**What the exercise asks:** Can you write out every one of the items below word for word, leaving nothing out and changing nothing?
BEGIN
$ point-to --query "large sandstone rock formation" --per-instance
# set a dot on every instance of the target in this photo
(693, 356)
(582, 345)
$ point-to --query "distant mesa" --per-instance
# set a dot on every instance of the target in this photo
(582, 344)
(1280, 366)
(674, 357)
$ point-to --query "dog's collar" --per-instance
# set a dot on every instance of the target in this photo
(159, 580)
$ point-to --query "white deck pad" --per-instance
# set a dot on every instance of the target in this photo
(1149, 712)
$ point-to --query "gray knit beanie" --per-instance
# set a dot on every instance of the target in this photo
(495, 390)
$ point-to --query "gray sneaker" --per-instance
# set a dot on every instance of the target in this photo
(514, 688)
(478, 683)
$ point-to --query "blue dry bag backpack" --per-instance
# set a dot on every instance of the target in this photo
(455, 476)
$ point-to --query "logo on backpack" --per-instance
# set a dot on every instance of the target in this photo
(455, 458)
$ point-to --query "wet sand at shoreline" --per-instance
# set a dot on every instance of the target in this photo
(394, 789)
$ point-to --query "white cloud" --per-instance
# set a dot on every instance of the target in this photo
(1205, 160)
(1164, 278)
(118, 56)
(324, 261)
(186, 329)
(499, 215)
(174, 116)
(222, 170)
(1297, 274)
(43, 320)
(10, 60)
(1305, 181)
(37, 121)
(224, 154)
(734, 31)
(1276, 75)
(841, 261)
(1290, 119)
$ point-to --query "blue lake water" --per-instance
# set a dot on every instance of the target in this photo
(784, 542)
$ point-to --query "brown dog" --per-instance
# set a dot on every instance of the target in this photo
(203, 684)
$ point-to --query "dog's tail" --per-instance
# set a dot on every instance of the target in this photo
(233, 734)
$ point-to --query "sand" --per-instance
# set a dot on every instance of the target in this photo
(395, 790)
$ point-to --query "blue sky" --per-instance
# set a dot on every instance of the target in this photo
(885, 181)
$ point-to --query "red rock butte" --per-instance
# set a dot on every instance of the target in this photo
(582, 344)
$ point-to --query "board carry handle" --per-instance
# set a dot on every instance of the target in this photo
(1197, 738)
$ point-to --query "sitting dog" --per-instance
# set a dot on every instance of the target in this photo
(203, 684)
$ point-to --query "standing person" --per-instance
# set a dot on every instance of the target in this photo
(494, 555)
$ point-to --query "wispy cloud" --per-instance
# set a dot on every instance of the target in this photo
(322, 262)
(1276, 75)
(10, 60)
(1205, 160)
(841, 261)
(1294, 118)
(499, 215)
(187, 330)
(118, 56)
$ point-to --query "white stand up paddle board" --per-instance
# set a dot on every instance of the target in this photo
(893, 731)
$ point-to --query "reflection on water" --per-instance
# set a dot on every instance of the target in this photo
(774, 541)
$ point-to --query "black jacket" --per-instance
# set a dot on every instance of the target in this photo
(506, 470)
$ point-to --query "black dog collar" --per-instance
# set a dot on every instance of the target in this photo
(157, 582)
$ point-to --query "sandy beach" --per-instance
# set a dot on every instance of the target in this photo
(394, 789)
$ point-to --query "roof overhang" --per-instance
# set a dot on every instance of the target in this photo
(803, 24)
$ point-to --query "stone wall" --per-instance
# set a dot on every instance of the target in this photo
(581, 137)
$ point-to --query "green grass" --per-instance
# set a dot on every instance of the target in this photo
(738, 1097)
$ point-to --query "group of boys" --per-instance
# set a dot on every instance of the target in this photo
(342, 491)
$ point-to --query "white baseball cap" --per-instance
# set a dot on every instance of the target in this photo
END
**Written answer:**
$ point-to --query "large sandstone rock formation" --per-instance
# set a dot on every instance of the target in this photo
(693, 356)
(582, 345)
$ point-to --query "distant mesa" --per-instance
# set a dot on every instance of the target in this photo
(582, 344)
(1280, 366)
(674, 357)
$ point-to --query "dog's collar" --per-instance
# set a dot on every instance of the target in this photo
(159, 580)
$ point-to --query "white deck pad" --per-instance
# set a dot on every instance of the target in this photo
(1149, 712)
$ point-to --query "gray knit beanie" --per-instance
# set a dot on every instance of the target in this photo
(495, 390)
$ point-to --query "gray sneaker" --per-instance
# set a dot on every instance of the target in this photo
(514, 688)
(478, 683)
$ point-to --query "blue dry bag backpack" --per-instance
# set a dot on every instance of the target in this photo
(455, 476)
$ point-to --query "logo on backpack" --per-instance
# set a dot on every instance of the target in this photo
(455, 458)
$ point-to --query "wet sand at shoreline" --per-instance
# set a dot on every instance of the target in this photo
(394, 789)
$ point-to --query "white cloud" --per-instance
# set a dot on every instance of the target in this photo
(1205, 160)
(1164, 278)
(118, 56)
(324, 261)
(186, 329)
(499, 215)
(174, 116)
(222, 170)
(1297, 274)
(43, 320)
(10, 60)
(1305, 181)
(37, 121)
(224, 154)
(734, 31)
(1276, 75)
(841, 261)
(1290, 119)
$ point-to --query "blue lake water" --per-instance
# set a dot on every instance of the target in this photo
(784, 542)
$ point-to --query "brown dog" --per-instance
# set a dot on every instance of the target in this photo
(203, 684)
$ point-to --query "dog's tail" --per-instance
# set a dot on every instance of the target in this photo
(233, 734)
$ point-to --query "sand" --per-instance
# set a dot on every instance of the target in this photo
(395, 790)
$ point-to --query "blue sky" --per-instance
# set a dot on every instance of the target in this photo
(885, 181)
$ point-to --query "red rock butte" --per-instance
# set a dot on every instance of the target in this photo
(582, 344)
$ point-to --query "board carry handle" --per-instance
# set a dot on every instance of the target in this photo
(1197, 738)
$ point-to --query "sitting dog" --per-instance
# set a dot on every instance of the target in this photo
(203, 684)
$ point-to --query "standing person" --per-instance
# set a dot on every instance of the target in this photo
(494, 555)
$ point-to --query "wispy cloud" --per-instance
# set a dot on every instance of the target in this photo
(322, 262)
(1276, 75)
(10, 60)
(1205, 160)
(841, 261)
(1294, 118)
(499, 215)
(187, 330)
(118, 56)
$ point-to --query "white stand up paddle board" --per-instance
# set a dot on every instance of the target in this photo
(893, 731)
$ point-to --query "reflection on water" --per-instance
# set a dot on every instance of the target in this photo
(774, 541)
$ point-to --query "black jacket" --per-instance
# set a dot on every instance of the target in this photo
(506, 470)
$ point-to --query "black dog collar" --per-instance
# set a dot on every instance of the target in this photo
(157, 582)
$ point-to --query "sandy beach" --per-instance
# set a dot on every instance of the target in this photo
(394, 789)
$ point-to --query "roof overhang" --per-instance
# set a dot on every instance of the target in this photo
(803, 24)
$ point-to --query "stone wall" --per-instance
# set a dot on every instance of the target in this photo
(581, 137)
$ point-to --query "green grass" --per-instance
# set a dot on every instance of the target in this photo
(738, 1097)
$ point-to --query "group of boys" --per-instance
# set a dot on every instance of the target in this photo
(342, 491)
$ point-to --query "white baseball cap" --per-instance
# set a dot on every instance of the target in this photo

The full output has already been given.